- [Passage]:
········
On the previous page on neural networks, we introduced backpropagation as an algorithm for computing gradients
in multilayer perceptrons, exploiting the chain rule to propagate gradients
layer by layer. However, modern neural network architectures — with residual connections, attention mechanisms, and dynamic control
flow — do not fit neatly into the sequential layer abstraction. We need a more general framework.
Automatic differentiation (AD) is that framework. Rather than relying on a layer-by-layer structure, AD operates on
arbitrary computational graphs: directed acyclic graphs (DAGs) where each node represents an elementary operation
and edges encode data dependencies. Given such a graph, AD systematically applies the chain rule to compute numerically exact derivatives
- not finite-difference approximations, and not symbolic expressions that can explode in size.
Definition: Automatic Differentiation
Let \(f : \mathbb{R}^n \to \mathbb{R}^m\) be a function decomposed into a sequence of elementary operations represented as
a computational graph. Automatic differentiation computes the Jacobian \(J_f \in \mathbb{R}^{m \times n}\) (or
products involving it) by applying the chain rule systematically through the graph. Two modes exist:
Forward-mode AD:
propagates Jacobian-vector products \(J_f\, \mathbf{v}\) from inputs to outputs. Cost: one forward pass per input
direction. Efficient when \(n \ll m\).
Reverse-mode AD:
propagates vector-Jacobian products \(\mathbf{u}^\top J_f\) from outputs to inputs. Cost: one backward pass per output
direction. Efficient when \(m \ll n\).
Since neural network training involves a scalar loss (\(m = 1\)) with millions of parameters (\(n \gg 1\)),
reverse-mode AD — which is backpropagation in this context — computes the full gradient in a single backward pass.
········
- [Record extracts]:

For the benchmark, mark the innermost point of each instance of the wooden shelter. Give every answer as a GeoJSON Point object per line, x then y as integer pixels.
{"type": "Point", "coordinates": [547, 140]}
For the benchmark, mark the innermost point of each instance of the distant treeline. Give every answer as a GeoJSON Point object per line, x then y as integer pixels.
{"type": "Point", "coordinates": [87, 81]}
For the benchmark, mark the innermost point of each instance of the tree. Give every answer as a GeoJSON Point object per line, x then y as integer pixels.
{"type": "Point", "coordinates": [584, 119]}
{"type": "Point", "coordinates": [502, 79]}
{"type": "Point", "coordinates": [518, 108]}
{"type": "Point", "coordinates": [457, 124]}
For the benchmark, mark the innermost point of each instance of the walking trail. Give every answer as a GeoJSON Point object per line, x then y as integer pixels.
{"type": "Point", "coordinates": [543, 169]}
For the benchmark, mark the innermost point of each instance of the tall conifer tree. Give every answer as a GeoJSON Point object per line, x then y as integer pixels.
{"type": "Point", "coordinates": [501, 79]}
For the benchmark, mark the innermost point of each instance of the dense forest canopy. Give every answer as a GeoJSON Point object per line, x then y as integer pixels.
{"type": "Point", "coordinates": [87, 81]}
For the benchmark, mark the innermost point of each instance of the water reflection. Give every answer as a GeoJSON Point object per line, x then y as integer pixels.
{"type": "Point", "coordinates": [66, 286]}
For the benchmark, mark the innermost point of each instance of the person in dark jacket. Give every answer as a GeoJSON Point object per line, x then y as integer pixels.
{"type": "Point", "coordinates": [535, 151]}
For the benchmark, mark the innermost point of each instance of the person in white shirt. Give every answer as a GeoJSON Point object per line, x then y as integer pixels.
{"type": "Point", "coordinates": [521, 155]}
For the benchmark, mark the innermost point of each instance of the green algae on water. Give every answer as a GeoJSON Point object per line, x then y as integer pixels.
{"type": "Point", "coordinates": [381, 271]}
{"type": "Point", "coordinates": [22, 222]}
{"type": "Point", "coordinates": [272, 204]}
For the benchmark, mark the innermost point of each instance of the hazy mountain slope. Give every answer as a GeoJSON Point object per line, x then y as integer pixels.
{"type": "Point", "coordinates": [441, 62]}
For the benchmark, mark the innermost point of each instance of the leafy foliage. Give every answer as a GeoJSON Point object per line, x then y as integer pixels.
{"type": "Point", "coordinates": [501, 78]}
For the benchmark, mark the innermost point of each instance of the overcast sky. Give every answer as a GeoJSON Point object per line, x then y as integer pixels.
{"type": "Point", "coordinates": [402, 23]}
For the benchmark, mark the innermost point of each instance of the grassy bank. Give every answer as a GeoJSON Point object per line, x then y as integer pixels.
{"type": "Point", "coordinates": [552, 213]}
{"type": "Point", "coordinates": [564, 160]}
········
- [Tasks]:
A - In the passage on automatic differentiation, what does each node of a computational graph represent?
B - Return the part of the passage on automatic differentiation from "On the previous" to "explode in size.", copied word for word.

- [The responses]:
A - An elementary operation.

B -
On the previous page on neural networks, we introduced backpropagation as an algorithm for computing gradients
in multilayer perceptrons, exploiting the chain rule to propagate gradients
layer by layer. However, modern neural network architectures — with residual connections, attention mechanisms, and dynamic control
flow — do not fit neatly into the sequential layer abstraction. We need a more general framework.
Automatic differentiation (AD) is that framework. Rather than relying on a layer-by-layer structure, AD operates on
arbitrary computational graphs: directed acyclic graphs (DAGs) where each node represents an elementary operation
and edges encode data dependencies. Given such a graph, AD systematically applies the chain rule to compute numerically exact derivatives
- not finite-difference approximations, and not symbolic expressions that can explode in size.